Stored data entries
-=-=-=-=-

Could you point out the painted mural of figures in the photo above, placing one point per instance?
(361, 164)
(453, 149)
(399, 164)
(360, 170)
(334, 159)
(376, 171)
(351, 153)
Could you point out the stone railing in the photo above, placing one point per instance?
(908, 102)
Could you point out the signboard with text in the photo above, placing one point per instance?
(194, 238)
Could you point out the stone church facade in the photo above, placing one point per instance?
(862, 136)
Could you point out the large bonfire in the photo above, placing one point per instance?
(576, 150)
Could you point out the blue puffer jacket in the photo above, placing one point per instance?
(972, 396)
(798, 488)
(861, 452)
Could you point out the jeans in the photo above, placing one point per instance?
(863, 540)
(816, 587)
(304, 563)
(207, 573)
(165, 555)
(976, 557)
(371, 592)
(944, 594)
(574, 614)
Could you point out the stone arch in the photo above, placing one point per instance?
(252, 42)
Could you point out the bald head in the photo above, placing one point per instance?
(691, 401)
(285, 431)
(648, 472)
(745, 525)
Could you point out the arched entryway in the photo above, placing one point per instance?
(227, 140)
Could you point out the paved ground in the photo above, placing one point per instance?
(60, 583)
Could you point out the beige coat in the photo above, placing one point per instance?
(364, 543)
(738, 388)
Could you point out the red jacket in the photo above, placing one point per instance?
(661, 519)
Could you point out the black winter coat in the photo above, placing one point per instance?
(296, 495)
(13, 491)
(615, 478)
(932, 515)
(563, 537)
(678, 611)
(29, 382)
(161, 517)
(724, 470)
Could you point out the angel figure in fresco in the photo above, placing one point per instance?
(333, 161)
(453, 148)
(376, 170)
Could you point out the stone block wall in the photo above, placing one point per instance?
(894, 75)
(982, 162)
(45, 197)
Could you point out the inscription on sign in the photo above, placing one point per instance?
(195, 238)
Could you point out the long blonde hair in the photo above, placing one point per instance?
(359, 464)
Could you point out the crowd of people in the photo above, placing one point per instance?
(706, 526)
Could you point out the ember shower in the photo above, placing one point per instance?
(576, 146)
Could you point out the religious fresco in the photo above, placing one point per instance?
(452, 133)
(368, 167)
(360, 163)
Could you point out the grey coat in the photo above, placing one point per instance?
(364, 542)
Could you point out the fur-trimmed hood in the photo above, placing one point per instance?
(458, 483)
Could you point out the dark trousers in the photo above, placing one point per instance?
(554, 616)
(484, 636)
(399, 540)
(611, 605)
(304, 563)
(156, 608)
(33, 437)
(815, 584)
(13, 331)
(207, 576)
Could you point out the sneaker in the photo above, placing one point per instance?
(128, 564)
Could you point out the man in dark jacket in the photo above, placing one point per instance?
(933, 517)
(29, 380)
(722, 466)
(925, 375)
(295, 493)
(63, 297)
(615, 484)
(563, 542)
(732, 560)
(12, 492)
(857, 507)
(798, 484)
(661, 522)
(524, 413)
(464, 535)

-=-=-=-=-

- WORK REQUEST -
Restate word for word each line of the data from the one with "Could you point out the black" to the last, keeping both ends.

- YOUR RESPONSE -
Could you point out the black winter coat in the photo above, placing one point per instance?
(296, 495)
(13, 491)
(615, 478)
(932, 515)
(563, 537)
(678, 611)
(29, 382)
(161, 517)
(724, 470)
Could you point out the angel figure in fresco in the photo above, placing one point per instance?
(333, 161)
(453, 148)
(376, 170)
Could you point out the stone block wall in the photo above, placing one point per instance?
(894, 75)
(982, 162)
(45, 197)
Could you point out the inscription on sign in the photo above, placing one point per instance?
(195, 238)
Could you point out the long blonde hair in the photo above, placing one point per instance?
(359, 464)
Could you point out the crowd of people in the photo above, placing one point per instance?
(706, 526)
Could you point out the ember shower in the photo above, placing one point per instance?
(576, 146)
Could you point out the religious fresco in the photo above, placing one point per instance?
(452, 133)
(368, 167)
(360, 163)
Could you point out the grey coat in the photo above, placing one point per instance?
(364, 542)
Could you point out the fur-trimmed hood in the photo above, placing one point per instance?
(458, 483)
Could you point out the dark trousers in the photo above, placing one point per instance?
(554, 616)
(484, 636)
(399, 540)
(611, 605)
(304, 563)
(156, 608)
(33, 437)
(815, 584)
(13, 331)
(207, 576)
Could you point out the sneaker in the photo above, placing one point per instance?
(128, 564)
Could you point out the man in dark jacket in the photo above, placing one point per instance?
(933, 517)
(29, 380)
(722, 466)
(925, 375)
(295, 493)
(63, 297)
(615, 484)
(563, 542)
(732, 560)
(12, 492)
(857, 507)
(798, 484)
(661, 522)
(524, 413)
(464, 535)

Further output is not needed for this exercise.